I feel like baking. I feel like creaming butter and sugar till the mixture is pale and fluffy. It is one of the wonders of the world that sugar and butter can turn to this. Of course it is easy to do in this in the Sunbeam. The butter is cubed; usually it is still too cold from the fridge and the sugar is measured into the glass bowl. The motor is switched on and at first the mixers have trouble because the butter is too hard and the bowl vibrates and it all feels like it will never come together. Like an old car starting on a cold morning. Another image hard to conjure these days when cars start no matter what the weather. I use a spatula to push the stuff down to the centre so the mixers can start churning the butter and really soften it. It starts to change colour to a paler yellow as the sugar is rubbed into it. The granules of sugar, so clearly detectable before, are dissolving. It is turning to something other than butter and sugar.
I wonder who thought this could happen. Who was the first to discover that sugar and butter could do such a thing? And the end result of cake has no resemblance to its individual ingredients . When the people of France were starving during the French Revolution and there was no bread the French Queen was supposed to have said – Give them cake. She lost her head shortly after. My mother loved to tell us this whilst creaming.
When we were very little, before my mother had a mixer, and even after she had one, since she wasn’t very good at using machines, she made cakes by hand. This meant beating the sugar and butter together with a spoon. By forearm and wrist. It was aching stuff. Everyone got a turn at sitting with the bowl in their lap and having a good beat. Till their arm was so sore and it was handed over to someone else. You needed to sit down with a tea towel in your lap because you didn’t want to be the one to drop the bowl and you were too little to do it on the bench.
The necessary implement for this is a wooden spoon and the butter must be soft. The cake making must be known to be happening and the cake maker has had to get the butter out and put it on the sink well in advance of the need to use it. It cannot be a spur of the moment decision to make a cake where the butter and sugar must be creamed. And who would make a cake that didn’t need creaming. It is the only real cake after all. Easy quick cakes that just need melted butter and are whisked together are not cakes, proper cakes, my mother would say. And so later when she turned to the White Wings packet cakes this was what I thought. The thing did rise, it was still soft and cake-like, but it wasn’t a proper cake. After all the thing had come from a cardboard box and white sachets had been ripped open and poured into a bowl and a bit of milk or only water added. How did they turn eggs to powder. Mother didn’t know but she thought it was marvellous. Hardly any beating was required. Somehow all these dry powders made a cake that before had needed work, real work.

Dataset records on object locations ->
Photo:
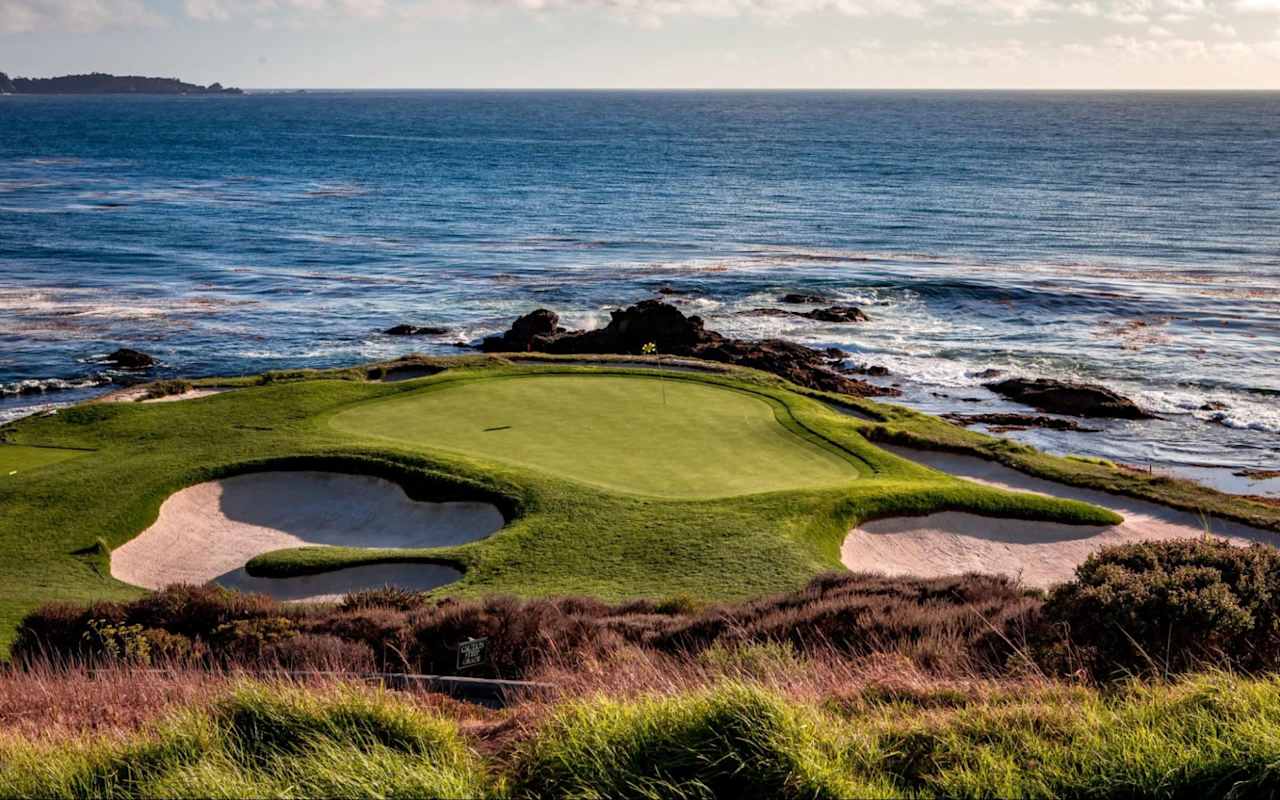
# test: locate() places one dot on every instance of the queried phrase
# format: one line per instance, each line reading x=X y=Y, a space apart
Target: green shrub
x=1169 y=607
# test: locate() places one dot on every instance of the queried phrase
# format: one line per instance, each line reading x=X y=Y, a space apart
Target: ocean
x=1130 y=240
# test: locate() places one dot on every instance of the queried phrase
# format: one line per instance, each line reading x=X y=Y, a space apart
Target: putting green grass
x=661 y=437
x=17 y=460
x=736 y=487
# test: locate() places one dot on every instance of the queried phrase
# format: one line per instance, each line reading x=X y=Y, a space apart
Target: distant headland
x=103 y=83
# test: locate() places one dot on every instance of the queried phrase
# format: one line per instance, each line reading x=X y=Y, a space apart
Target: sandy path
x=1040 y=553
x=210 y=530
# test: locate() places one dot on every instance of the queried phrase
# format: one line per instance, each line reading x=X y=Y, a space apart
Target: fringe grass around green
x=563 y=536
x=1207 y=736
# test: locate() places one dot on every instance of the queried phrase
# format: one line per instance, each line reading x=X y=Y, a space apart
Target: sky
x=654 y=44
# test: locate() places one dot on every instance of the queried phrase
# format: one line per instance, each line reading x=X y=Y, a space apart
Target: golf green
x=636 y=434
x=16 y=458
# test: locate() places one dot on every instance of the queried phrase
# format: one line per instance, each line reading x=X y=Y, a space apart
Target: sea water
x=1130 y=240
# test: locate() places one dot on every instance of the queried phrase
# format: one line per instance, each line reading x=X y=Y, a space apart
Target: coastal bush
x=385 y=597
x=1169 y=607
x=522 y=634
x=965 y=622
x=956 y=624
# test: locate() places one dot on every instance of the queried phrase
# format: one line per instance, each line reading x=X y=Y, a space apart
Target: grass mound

INSTRUCTION 1 -> According to the baking passage, what implement is needed to cream butter and sugar by hand?
INSTRUCTION 2 -> Please carry on the baking passage from its last sentence.

FINAL RESULT 1 -> A wooden spoon.

FINAL RESULT 2 ->
Back to the real cake; the arm is aching and the adversary – butter and sugar – seems unbeatable. Then it happens that the two have melded. Slowly they have transformed themselves from two things separate and different to one thing – magical and soft. Perhaps ten minutes has passed.
Then the eggs are added. One at a time. Some one might have to go down to the chook house for more. Cracked into the bowl and whisked into the beautifully smooth mixture. But oh the mixture looks ruined. It separates and yellows and curdles into bits. All that work creaming seems wasted by the adding of eggs. But a mother knows this is just a stage. It’ll be better when some flour is added. The sifted flour is sprinkled in. It binds and heals the curdled mixture. Another egg – more flour. Some milk too. Pale yellow and air light the mixture is scooped into a baking tin, already lined with parchment.
Then there are spoons to lick and a bowl too. One sibling gets the spoons and the other the bowl. Depends how fastidious a mother has been to get all the mixture into the bowl. Who will get the better deal?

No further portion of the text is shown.